## Текстовый фрагмент
========================================================================
Репутация Черчилля столь высока, что, пожалуй, его вместе с Елизаветой II впору было чеканить на монетах, потому что он сам как шиллинг, всем нравится. С появлением коллективного разума в лице интернета Черчилль стал в этом разуме ответственным за всю и всяческую мудрость. 90% афоризмов, гуляющих по сети, приписываются Черчиллю. Он с суховатым викторианским остроумием ставит точку в религиозных спорах и рецептах бытового просветления. Он дальновидно предсказывает судьбы России и вставляет шпильку в отношения между Европой и США. Его суждения исчерпывающим образом закрывают тему юности и старости, шампанского и коньяка.
В сфере алкогольной полемики у Черчилля вообще нет конкурентов. Ближайший преследователь — Хемингуэй — отстает от него, как «Лейстер Сити» от «Ливерпуля» в Премьер-лиге. Хэм — это плебейское, униженное заискивание перед рюмкой. Черчилль — власть над ней.
Им обоим, впрочем, приписывают фразу «Я больше взял у алкоголя, чем он у меня», где есть и запал викторианского сверхчеловека, и сентиментальное смирение перед величественными силами природы. Есть мнение, правда, что этот афоризм принадлежит то ли Джорджу Оруэллу, то ли Френсису Скотту Фицжеральду. Но кто всерьез относится к такой возможности? Как говорил Мюллер Штирлицу, «не считайте себя фигурой равной Черчиллю».
Кстати, ряд исследователей считает, что именно с этого разговора в «Семнадцати мгновениях весны» начался миф об армянском коньяке как о любимом напитке британского премьера. При этом Мюллер называет коньяк «русским». И хотя шефу тайной канцелярии непростительны географические помарки, это можно счесть оговоркой, вполне естественной для эпохи, в которой пятнадцать республик-сестер для внешнего мира выглядели как перекрашенная в красное Российская империя.
Британская империя на картах была розового цвета, а Черчилль, воевавший с Османской империей и чертивший современные границы Сирии, Турции, Ирака и Израиля, был наверняка осведомлен о существовании Армении. Но является ли это доказательством его любви к армянскому коньяку?
Армянские коньячные заводы используют для подтверждения легендарный случай в Ялте, когда Сталин якобы достал из-под стола переговоров бутылку «Двина», и Черчилль, соскучившийся за годы войны за Британию по вкусу коньяка, спросил у И. В., где он достал такой качественный напиток. Сталин, как рассказывают, ухмыльнулся и ответил: «Это местный».
В зависимости от национальности рассказчика «местный» бывает армянским, грузинским, крымским и даже кизлярским. Последнее, впрочем, не лишено правдоподобия, поскольку в Кизляр были вывезены все или часть коньячных спиртов из Еревана. Но именно армянская версия происхождения сталинского коньяка стала основной. Просто армянам уж очень нравился британский премьер-министр в качестве бренд-амбассадора, и они растиражировали этот миф так широко, что не только сами в него полностью поверили, но и заставили поверить многих. Так, например, получила широкое хождение история про ящик коньяка, который ежегодно Черчилль заказывал в московском посылторге. Ящик постепенно рос в объемах, и с течением времени стали появляться мнения о том, что Черчилль выпивал бутылку «Двина» в день.
========================================================================
## Записанные данные

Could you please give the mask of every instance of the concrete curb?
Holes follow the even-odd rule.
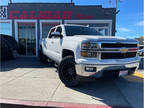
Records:
[[[63,103],[52,101],[27,101],[16,99],[0,99],[0,104],[9,106],[10,108],[29,108],[29,107],[54,107],[54,108],[132,108],[130,106],[107,106],[96,104],[75,104],[75,103]],[[0,105],[0,106],[1,106]],[[7,108],[2,107],[1,108]]]

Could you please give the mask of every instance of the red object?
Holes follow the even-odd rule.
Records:
[[[10,11],[9,19],[72,19],[72,15],[78,19],[93,19],[93,16],[72,11]]]

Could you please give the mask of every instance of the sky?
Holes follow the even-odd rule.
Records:
[[[109,2],[111,1],[111,3]],[[73,0],[75,5],[102,5],[115,7],[115,0]],[[9,0],[0,0],[7,5]],[[12,0],[12,2],[70,2],[70,0]],[[116,16],[116,36],[136,38],[144,36],[144,0],[118,0]]]

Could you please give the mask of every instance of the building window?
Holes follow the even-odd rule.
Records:
[[[12,35],[10,22],[0,22],[0,34]]]
[[[46,38],[48,35],[49,30],[56,26],[59,25],[60,23],[48,23],[48,22],[43,22],[42,23],[42,38]]]

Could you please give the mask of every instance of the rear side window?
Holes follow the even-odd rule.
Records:
[[[50,33],[49,33],[49,38],[52,38],[51,33],[54,32],[54,31],[55,31],[55,28],[52,28],[51,31],[50,31]]]

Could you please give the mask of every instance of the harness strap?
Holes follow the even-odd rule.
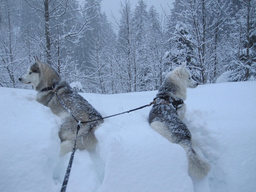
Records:
[[[183,100],[183,99],[176,100],[175,100],[173,97],[169,97],[166,95],[158,96],[154,98],[154,100],[155,101],[155,102],[157,102],[157,99],[158,98],[164,100],[165,101],[167,102],[167,103],[165,103],[165,104],[170,104],[171,103],[172,106],[175,108],[176,111],[181,107],[182,105],[184,104],[184,101]]]

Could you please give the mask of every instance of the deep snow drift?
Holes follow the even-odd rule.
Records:
[[[103,116],[149,103],[157,92],[81,93]],[[0,87],[0,191],[58,192],[71,152],[59,156],[61,122],[33,91]],[[95,151],[77,150],[67,191],[256,191],[256,82],[188,90],[184,122],[212,166],[192,180],[184,150],[152,129],[150,107],[105,120]]]

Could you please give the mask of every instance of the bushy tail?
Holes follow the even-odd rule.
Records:
[[[190,142],[179,143],[187,153],[188,162],[188,174],[191,176],[199,179],[205,177],[211,169],[210,164],[202,159],[192,148]]]

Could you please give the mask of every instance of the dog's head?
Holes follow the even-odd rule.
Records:
[[[187,68],[186,63],[177,68],[179,76],[187,88],[195,88],[198,84],[192,78],[191,74]]]
[[[19,78],[20,82],[24,84],[31,84],[35,88],[40,82],[41,74],[44,70],[44,65],[37,57],[34,57],[35,63],[29,67],[27,70],[27,73]]]

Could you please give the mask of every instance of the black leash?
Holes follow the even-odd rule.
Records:
[[[62,105],[63,106],[63,107],[64,107],[64,108],[65,108],[66,109],[66,110],[67,110],[68,111],[68,113],[70,114],[72,116],[72,117],[73,117],[75,120],[76,120],[76,121],[77,123],[77,129],[76,129],[76,139],[75,139],[75,143],[74,144],[74,147],[73,147],[73,150],[72,151],[72,153],[71,154],[71,156],[70,156],[70,159],[69,159],[69,162],[68,163],[68,168],[67,168],[67,171],[66,171],[66,173],[65,174],[65,177],[64,178],[64,180],[63,181],[63,183],[62,183],[62,187],[61,187],[61,188],[60,189],[60,192],[65,192],[66,191],[66,189],[67,188],[67,185],[68,185],[68,179],[69,177],[69,174],[70,174],[70,171],[71,170],[71,167],[72,166],[72,164],[73,163],[73,159],[74,159],[74,155],[75,155],[75,151],[76,150],[76,138],[77,137],[77,135],[78,134],[78,131],[79,131],[79,130],[80,129],[80,124],[81,124],[87,123],[88,123],[93,122],[93,121],[98,121],[99,120],[101,120],[101,119],[106,119],[106,118],[108,118],[109,117],[113,117],[114,116],[116,116],[117,115],[121,115],[122,114],[124,114],[124,113],[129,113],[130,112],[132,112],[132,111],[136,111],[136,110],[140,109],[142,108],[146,107],[149,107],[149,106],[150,106],[152,104],[154,104],[154,103],[156,103],[156,100],[154,99],[154,100],[153,101],[151,102],[148,105],[146,105],[144,106],[142,106],[142,107],[137,108],[135,109],[133,109],[129,110],[129,111],[125,111],[125,112],[121,113],[118,113],[118,114],[116,114],[116,115],[113,115],[108,116],[107,117],[105,117],[100,118],[97,119],[94,119],[93,120],[92,120],[91,121],[84,121],[81,122],[80,121],[78,121],[76,118],[76,117],[75,117],[75,116],[74,116],[74,115],[72,114],[72,113],[70,111],[70,110],[66,107],[66,105],[65,105],[65,104],[63,102],[63,101],[62,101],[61,100],[60,98],[60,96],[59,95],[58,95],[58,94],[57,94],[57,92],[55,91],[53,86],[52,86],[52,87],[46,87],[46,88],[42,89],[41,90],[41,91],[43,92],[47,91],[49,91],[50,90],[53,90],[53,92],[55,93],[55,95],[56,95],[56,96],[57,96],[58,98],[60,100],[60,101],[61,103],[61,104],[62,104]]]

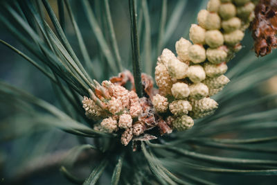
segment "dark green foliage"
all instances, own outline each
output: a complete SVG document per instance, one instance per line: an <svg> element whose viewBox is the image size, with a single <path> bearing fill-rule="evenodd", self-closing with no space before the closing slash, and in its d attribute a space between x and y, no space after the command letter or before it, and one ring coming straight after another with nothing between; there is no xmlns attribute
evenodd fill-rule
<svg viewBox="0 0 277 185"><path fill-rule="evenodd" d="M0 1L1 24L6 34L8 31L22 46L15 46L2 37L1 43L47 78L51 85L46 94L51 94L50 103L0 82L0 177L4 177L4 182L276 182L277 96L258 89L260 83L277 74L277 53L256 58L249 37L242 43L245 48L228 64L226 76L231 81L214 97L219 109L197 120L192 129L142 142L134 152L132 143L123 146L116 134L93 130L96 122L85 117L81 103L93 88L93 80L108 80L125 69L133 69L136 91L141 96L141 73L153 75L162 49L174 51L179 37L188 37L190 24L195 22L191 15L196 15L207 3L120 1ZM118 15L123 10L125 17ZM127 28L129 35L120 35L121 26ZM24 79L31 85L35 81ZM46 86L45 82L40 86ZM56 127L60 130L53 129ZM57 173L57 169L61 173Z"/></svg>

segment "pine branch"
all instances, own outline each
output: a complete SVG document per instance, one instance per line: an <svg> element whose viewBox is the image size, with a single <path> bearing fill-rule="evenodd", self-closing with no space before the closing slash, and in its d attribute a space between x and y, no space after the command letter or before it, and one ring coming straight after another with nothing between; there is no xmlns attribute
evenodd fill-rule
<svg viewBox="0 0 277 185"><path fill-rule="evenodd" d="M136 10L134 0L129 0L129 10L131 19L131 40L133 59L133 73L136 87L136 92L138 97L143 96L141 83L141 64L139 53L139 43L136 25Z"/></svg>

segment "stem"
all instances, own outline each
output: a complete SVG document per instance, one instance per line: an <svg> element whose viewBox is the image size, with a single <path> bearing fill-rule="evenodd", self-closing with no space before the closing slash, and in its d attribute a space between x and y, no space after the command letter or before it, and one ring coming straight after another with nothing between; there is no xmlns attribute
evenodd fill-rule
<svg viewBox="0 0 277 185"><path fill-rule="evenodd" d="M143 96L143 87L141 84L141 68L139 55L139 43L136 26L136 11L134 0L129 0L129 10L131 19L131 41L133 59L133 73L136 92L139 98Z"/></svg>

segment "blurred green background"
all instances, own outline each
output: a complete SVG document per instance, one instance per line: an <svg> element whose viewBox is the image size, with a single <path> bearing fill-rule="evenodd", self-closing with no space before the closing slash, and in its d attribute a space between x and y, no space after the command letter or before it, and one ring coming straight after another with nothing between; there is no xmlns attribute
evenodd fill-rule
<svg viewBox="0 0 277 185"><path fill-rule="evenodd" d="M132 71L128 1L122 0L110 0L109 1L116 36L123 66ZM199 10L205 8L207 1L201 0L168 1L167 19L172 20L172 21L168 21L170 24L168 23L166 25L166 31L162 37L163 48L166 47L175 51L176 41L181 37L188 39L190 24L196 22L196 16ZM56 1L52 0L50 2L52 7L57 10ZM94 71L97 80L99 82L107 80L110 77L107 74L110 73L111 71L109 71L109 68L102 67L102 64L106 62L101 53L96 37L89 28L87 20L85 19L82 8L77 0L71 1L71 3L89 52L89 55L95 67ZM99 22L102 22L101 21L101 19L102 19L102 10L101 9L102 1L101 0L91 1L91 6ZM154 64L157 57L161 54L161 51L157 50L157 44L159 33L161 1L148 1L148 6L150 13L151 59L152 64ZM145 72L147 51L145 49L144 44L148 38L145 38L145 26L149 26L149 25L147 26L145 19L142 19L143 15L142 9L138 8L138 24L141 25L138 27L141 28L139 30L141 59L143 71ZM66 17L65 22L66 37L77 55L80 56L80 51L78 49L75 35L69 20ZM104 34L108 34L106 29L107 25L103 24L100 24L100 26ZM1 39L10 43L19 50L26 51L1 24L0 24L0 35ZM231 71L233 67L238 64L238 62L244 62L247 59L245 58L245 56L254 58L253 39L249 30L247 30L246 36L242 44L244 46L242 51L228 64L229 71ZM276 58L276 52L274 51L270 56L265 57L259 62L266 63L267 60ZM0 55L1 80L23 89L62 109L48 79L40 71L3 45L0 45ZM249 66L247 69L242 69L240 72L243 73L244 70L249 70L251 68L251 66ZM153 64L152 73L154 69L154 65ZM257 76L258 75L257 73ZM276 78L272 78L271 81L257 83L256 86L251 87L243 94L233 97L231 102L233 105L235 105L241 102L242 100L247 101L262 97L265 94L276 94L277 93L276 86ZM227 101L225 103L229 103L230 101ZM264 110L268 107L275 107L276 103L276 102L274 101L267 102L258 107L253 107L253 109L255 111ZM20 120L19 121L18 120L15 121L17 124L4 124L12 122L12 118L20 119L19 117L12 118L13 114L17 113L18 110L17 108L12 110L6 109L6 106L8 104L9 101L0 104L0 184L70 184L71 183L59 173L59 168L66 151L78 143L78 139L55 128L34 125L32 123L28 125L20 124ZM222 104L220 106L224 106L224 105ZM229 104L226 106L229 106ZM249 109L246 111L249 111ZM243 113L240 112L240 114ZM10 116L11 115L12 116ZM275 131L272 130L272 132ZM247 134L245 134L245 136L247 136ZM226 136L228 136L222 135L222 137ZM91 139L87 139L87 141L92 143ZM208 150L208 149L207 150ZM213 152L216 152L216 151L213 151ZM230 152L231 155L235 156L235 154L232 154L230 151L226 152ZM90 155L90 157L93 156L93 153ZM83 157L87 159L86 157L89 157L84 155ZM262 158L263 156L260 155L260 157ZM267 157L268 159L268 155L267 155ZM273 159L276 159L276 155L270 155L270 157ZM92 159L90 161L91 164L93 164L95 159ZM48 165L48 166L42 168L45 165ZM89 164L82 162L81 160L75 169L75 173L80 177L86 177L89 175ZM110 169L110 170L112 170L112 169ZM215 175L204 173L203 173L203 176L207 176L209 179L215 179L216 182L222 182L225 184L233 184L234 182L238 182L236 176ZM229 182L226 181L226 177L229 179ZM109 184L109 175L104 174L99 184ZM240 178L240 183L239 184L250 182L249 179L244 182L243 176ZM277 182L276 177L269 177L268 178L253 177L251 179L253 183L258 180L260 184L276 184Z"/></svg>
========================================================================
## Письменное задание 1
Ответьте по тексту о Черчилле и коньяке:
(а) Какую долю гуляющих по сети афоризмов приписывают Черчиллю?
(б) Каким называет коньяк Мюллер в разговоре со Штирлицем?
(в) Куда были вывезены коньячные спирты из Еревана?
## Письменное задание 2
Продолжите текст о Черчилле и армянском коньяке после его последнего предложения.
Записи взяты из другого источника.

## Письменный ответ 1
(а) 90%.
(б) «Русским».
(в) В Кизляр (все или часть).

## Письменный ответ 2
Что любопытно, отец советского гастрономического чуда армянин Микоян, бывший на Ялтинской конференции в качестве Ганимеда, в своих мемуарах не вспоминает о коньяке, а пишет, что Черчиллю очень глянулось крымское шампанское и что именно его несколько ящиков тот заказал с собой. Это тоже звучит вполне достоверно. Черчилль обожал игристое, правда, только одной марки — Pol Roger, но тут можно сослаться на то, что к концу войны запасы французского шампанского в Военном кабинете явно были невелики, а Крым для британца со времени одноименной войны служит почти таким же фетишем, как для русских. Однако линия с шампанским не получила развития, и Черчилль остался в истории любителем армянского коньяка.
На заводе «Арарат» рассказывают, что когда отправили в ГУЛАГ главного коньячного мастера, Черчилль тут же забил тревогу, потому что вкус «Двина» испортился. Он позвонил Сталину и спросил, в чем дело, и Сталин распорядился вернуть создателя «Двина» обратно к бочкам.
Особенную пикантность этой легенде придает то, что действие ее происходит уже после Фултонской речи, в которой Черчилль отказал Советскому Союзу и его лидерам в праве на существование. И уже после того, как Черчилль с треском проиграл национальные выборы лейбористам, и занимался в основном написанием пейзажей и воспоминаний в своем поместье на юге Англии. Кроме того, согласно отчетам о поступлении алкогольных напитков к столу Черчилля, единственным коньяком, который он пил, был французский l’Hertier de Jean Fremi-court. Но история все равно красивая. Ведь это про Сталина Черчилль сказал, что, если бы Гитлер вторгся в ад, он бы заключил союз с самим сатаной. И не стоит ли хороший коньяк всего одного телефонного звонка Сатане?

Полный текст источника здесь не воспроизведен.